┏━━

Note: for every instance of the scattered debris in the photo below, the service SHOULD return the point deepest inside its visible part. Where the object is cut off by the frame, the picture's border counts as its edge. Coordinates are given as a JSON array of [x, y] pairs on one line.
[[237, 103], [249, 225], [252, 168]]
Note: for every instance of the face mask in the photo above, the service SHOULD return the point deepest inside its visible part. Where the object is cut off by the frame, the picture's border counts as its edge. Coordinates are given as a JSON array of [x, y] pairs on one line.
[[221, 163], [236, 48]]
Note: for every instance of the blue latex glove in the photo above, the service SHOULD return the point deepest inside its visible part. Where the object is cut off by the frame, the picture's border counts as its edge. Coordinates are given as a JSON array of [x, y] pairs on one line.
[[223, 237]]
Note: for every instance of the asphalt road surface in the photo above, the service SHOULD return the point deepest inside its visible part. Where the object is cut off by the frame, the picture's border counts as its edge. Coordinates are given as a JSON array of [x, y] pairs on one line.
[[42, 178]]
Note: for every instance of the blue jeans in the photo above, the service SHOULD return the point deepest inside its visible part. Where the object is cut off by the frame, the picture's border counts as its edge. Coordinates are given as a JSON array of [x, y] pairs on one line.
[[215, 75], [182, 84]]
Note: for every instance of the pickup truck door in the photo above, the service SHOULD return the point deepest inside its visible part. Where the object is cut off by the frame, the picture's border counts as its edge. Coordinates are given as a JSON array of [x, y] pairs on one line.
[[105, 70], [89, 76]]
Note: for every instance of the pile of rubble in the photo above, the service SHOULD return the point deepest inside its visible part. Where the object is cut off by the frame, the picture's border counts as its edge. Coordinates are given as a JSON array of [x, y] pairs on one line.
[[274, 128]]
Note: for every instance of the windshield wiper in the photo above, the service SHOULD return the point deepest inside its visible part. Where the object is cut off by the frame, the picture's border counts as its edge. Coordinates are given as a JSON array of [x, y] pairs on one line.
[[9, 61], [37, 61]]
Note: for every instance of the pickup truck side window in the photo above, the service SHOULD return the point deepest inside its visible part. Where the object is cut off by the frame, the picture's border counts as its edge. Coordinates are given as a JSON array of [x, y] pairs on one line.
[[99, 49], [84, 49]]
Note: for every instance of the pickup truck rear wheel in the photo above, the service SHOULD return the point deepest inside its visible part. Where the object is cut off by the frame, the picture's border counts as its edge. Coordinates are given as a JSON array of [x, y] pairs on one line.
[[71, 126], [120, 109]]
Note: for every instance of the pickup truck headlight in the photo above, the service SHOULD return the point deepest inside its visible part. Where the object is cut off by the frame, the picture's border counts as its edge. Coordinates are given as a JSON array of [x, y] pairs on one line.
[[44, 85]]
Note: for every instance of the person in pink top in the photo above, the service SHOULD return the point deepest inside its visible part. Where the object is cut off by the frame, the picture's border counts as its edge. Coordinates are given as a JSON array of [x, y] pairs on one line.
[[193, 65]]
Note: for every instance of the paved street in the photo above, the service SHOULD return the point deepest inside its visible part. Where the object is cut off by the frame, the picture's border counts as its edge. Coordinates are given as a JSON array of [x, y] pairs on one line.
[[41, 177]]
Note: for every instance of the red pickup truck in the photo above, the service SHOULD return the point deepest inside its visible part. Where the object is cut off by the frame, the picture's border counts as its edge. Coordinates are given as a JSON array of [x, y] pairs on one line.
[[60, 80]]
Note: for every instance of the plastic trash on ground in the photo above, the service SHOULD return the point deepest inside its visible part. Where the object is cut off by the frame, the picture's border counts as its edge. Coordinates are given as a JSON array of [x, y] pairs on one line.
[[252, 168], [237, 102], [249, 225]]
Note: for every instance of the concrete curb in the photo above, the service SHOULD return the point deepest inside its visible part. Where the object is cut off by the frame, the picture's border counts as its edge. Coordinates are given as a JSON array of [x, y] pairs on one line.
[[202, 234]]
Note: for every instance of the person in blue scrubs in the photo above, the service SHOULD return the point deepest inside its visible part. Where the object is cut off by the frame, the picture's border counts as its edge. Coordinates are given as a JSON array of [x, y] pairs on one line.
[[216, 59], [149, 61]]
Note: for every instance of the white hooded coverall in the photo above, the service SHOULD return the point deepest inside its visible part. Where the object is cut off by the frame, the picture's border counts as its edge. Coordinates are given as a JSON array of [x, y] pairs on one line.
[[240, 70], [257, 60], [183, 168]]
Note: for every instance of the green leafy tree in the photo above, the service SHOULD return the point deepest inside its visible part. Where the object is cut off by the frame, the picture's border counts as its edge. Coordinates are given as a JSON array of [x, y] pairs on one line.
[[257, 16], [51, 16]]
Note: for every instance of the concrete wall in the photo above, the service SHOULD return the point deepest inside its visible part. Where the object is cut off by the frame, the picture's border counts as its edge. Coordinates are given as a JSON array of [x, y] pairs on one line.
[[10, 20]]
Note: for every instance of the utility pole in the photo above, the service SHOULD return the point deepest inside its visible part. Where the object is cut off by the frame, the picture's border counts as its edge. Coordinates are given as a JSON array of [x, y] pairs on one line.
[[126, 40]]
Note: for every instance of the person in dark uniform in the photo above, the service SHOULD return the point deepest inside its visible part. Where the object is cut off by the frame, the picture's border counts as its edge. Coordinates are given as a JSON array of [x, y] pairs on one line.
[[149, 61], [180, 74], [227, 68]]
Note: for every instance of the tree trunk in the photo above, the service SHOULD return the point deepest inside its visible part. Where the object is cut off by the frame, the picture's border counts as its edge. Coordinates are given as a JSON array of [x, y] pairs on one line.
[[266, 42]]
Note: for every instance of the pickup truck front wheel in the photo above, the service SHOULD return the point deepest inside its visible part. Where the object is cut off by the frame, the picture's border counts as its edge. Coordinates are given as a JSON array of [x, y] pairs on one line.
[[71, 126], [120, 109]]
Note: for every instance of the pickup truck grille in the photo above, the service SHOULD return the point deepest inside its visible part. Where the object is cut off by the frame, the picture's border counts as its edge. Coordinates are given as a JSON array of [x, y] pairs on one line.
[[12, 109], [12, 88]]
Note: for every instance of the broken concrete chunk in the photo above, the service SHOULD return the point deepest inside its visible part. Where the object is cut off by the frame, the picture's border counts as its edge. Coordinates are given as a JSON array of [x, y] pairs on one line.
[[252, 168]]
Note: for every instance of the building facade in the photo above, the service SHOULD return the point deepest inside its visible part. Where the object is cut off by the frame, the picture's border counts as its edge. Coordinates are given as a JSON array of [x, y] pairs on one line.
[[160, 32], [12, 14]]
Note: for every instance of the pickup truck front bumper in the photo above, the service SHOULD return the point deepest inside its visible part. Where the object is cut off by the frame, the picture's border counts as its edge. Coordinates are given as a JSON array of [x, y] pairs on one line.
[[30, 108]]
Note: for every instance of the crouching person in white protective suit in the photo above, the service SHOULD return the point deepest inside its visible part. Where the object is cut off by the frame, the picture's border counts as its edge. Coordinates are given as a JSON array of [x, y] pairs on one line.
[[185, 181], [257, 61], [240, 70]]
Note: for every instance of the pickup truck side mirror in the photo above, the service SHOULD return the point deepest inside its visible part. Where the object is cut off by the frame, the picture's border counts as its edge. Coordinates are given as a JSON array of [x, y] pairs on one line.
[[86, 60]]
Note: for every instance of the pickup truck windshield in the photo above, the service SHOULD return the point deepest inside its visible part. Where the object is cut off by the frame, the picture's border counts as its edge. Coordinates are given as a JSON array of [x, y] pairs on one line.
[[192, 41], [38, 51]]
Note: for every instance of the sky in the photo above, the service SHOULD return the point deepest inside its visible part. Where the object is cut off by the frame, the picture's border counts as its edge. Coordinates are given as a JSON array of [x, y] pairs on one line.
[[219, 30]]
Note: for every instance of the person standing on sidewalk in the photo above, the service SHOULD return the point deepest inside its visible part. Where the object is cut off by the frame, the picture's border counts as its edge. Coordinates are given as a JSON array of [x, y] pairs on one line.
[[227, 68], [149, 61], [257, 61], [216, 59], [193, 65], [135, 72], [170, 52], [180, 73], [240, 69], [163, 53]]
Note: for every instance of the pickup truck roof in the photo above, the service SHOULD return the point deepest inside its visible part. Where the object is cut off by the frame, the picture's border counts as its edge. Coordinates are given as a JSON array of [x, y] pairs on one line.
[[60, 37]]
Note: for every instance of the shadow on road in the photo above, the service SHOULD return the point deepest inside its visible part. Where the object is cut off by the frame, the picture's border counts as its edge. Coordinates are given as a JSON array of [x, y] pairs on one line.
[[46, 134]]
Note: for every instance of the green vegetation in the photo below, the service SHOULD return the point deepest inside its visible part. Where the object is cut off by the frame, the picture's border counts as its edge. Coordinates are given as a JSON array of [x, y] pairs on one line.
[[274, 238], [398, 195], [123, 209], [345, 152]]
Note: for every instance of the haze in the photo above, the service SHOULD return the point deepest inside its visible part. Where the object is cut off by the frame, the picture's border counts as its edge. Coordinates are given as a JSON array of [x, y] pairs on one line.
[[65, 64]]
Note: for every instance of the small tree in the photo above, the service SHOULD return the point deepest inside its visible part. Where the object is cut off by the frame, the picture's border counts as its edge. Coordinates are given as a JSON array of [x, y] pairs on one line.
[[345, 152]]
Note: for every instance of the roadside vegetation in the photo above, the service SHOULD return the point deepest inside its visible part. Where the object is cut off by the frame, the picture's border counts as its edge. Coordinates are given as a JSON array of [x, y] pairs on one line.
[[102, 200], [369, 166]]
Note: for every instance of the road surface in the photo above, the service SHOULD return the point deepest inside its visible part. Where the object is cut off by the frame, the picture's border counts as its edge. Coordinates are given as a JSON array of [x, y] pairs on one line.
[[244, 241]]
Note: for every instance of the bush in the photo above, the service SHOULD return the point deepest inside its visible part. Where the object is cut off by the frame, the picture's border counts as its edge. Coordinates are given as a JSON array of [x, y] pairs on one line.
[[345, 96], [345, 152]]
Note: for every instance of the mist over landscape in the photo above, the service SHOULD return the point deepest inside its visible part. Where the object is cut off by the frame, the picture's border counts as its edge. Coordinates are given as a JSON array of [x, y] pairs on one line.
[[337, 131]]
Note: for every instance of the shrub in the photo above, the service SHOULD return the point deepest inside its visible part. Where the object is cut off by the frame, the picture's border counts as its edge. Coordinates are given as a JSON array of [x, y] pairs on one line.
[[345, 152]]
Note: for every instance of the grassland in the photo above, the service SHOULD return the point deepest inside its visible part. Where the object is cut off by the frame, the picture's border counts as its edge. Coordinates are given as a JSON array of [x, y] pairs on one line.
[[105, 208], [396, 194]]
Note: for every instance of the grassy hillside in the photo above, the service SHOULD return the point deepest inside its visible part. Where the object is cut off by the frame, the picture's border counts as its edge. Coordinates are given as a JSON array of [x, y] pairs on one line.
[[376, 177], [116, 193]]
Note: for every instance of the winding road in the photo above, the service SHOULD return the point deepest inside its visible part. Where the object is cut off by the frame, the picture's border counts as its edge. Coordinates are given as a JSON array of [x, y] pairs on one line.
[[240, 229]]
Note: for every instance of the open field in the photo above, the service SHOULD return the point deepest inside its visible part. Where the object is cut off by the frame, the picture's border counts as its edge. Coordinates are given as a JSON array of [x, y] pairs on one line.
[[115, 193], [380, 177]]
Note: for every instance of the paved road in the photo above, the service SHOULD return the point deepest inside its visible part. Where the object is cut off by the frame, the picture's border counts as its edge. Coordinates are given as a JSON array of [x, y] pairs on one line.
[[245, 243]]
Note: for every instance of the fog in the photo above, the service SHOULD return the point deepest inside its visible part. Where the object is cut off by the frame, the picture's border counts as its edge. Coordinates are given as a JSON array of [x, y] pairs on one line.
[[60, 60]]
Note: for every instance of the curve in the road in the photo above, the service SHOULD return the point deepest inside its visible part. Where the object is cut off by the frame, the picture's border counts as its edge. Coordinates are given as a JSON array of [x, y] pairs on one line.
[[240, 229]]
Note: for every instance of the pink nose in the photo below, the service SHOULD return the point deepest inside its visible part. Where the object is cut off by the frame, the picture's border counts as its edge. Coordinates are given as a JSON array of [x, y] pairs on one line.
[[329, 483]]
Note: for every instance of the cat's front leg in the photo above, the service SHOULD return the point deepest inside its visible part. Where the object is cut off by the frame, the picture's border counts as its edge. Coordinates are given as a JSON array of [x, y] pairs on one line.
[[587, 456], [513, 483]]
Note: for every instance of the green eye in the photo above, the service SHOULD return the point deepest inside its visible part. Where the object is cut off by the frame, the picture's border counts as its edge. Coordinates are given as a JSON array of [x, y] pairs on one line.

┗━━

Reproduce, word for word, the lines of the entries that begin with the line containing "Note: for every instance of the person in pink" and run through the line containing "[[252, 168], [237, 102], [249, 225]]", including both of those lines.

_Task response_
Note: for every instance of the person in pink top in the photo above, the service SHOULD return the point deepest inside its visible part. Where the object is cut off by the frame, the picture's border counts as its edge. Coordinates are given as a JSON array of [x, y] pairs on one line.
[[193, 65]]
Note: for every instance of the paved street in the photo above, the service SHOULD return the point deepest inside its visible part. Where the object is cut off by the frame, the picture's border counts as its edge. Coordinates are given as a JSON array of [x, y] pairs on one line.
[[41, 177]]
Note: for every instance of the red pickup truck in the photo above, the service SHOULD return the point deepest inside its visible part. Where the object is cut off by the frame, the picture's border counts as its edge. Coordinates are given as a JSON array of [x, y] pairs on one line.
[[60, 80]]
Note: for every instance of the plastic trash on ground in the photo above, the service SHOULD return the point deepest inside its visible part. Where the object is cut off by the frame, the picture's border counts as its edge. Coordinates are given as a JSON array of [x, y] pairs on one line.
[[252, 168], [237, 102], [249, 225]]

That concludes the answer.